• _EXERCISE BRIEF_: In the post about nostalgia below, condense the paragraph that begins "She knew me, my brain" into a shorter paragraph that keeps its main facts.

Damn, I've been thinking some deep thoughts in the past few weeks. This week's topic, inspired by Dodie Clark's "I Knew You Once", is nostalgia and old friends.
I knew you once, and it was nice. I knew your brain, and your heart, all your insides.
When I read this, I thought of an old friend of mine, one who, at the time, I loved very dearly. Not even two years ago, she and I were inseparable, to the point where people believed we were a couple in the way we interacted.
She knew me, my brain, my heart, my reactions, my thoughts, my class schedule, my quirks, my history, everything. We told each other the weirdest things, and our odd way of thinking so reflected on one another. We would talk about stupid haircuts and playing masculine sports and run in the hallways of the high school laughing with tomfoolery that it seemed no one else understood.
At the time, I hadn't understood the impact she had on my life, until I saw her Instagram, recently. She has grown into a beautiful young woman as compared to the awkward greenlings we both were in high school.
She is thriving. She is thriving without me. A way I never pictured her, but somehow, that's how it is. Seeing her bloom from afar gives me a unique, melancholy sort of joy.

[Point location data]
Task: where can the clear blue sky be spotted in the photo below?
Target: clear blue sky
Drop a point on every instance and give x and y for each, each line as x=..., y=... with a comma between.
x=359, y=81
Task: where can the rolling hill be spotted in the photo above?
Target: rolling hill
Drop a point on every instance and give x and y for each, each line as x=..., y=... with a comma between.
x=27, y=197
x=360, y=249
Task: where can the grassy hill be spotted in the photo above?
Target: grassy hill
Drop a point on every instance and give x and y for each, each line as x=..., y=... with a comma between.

• _RESULT OF THIS TASK_: She knew everything about me: my brain, heart, reactions, thoughts, class schedule, quirks and history. We told each other the weirdest things and shared an odd way of thinking. We talked about stupid haircuts and playing masculine sports, and we ran through the high school hallways laughing in a way no one else seemed to understand.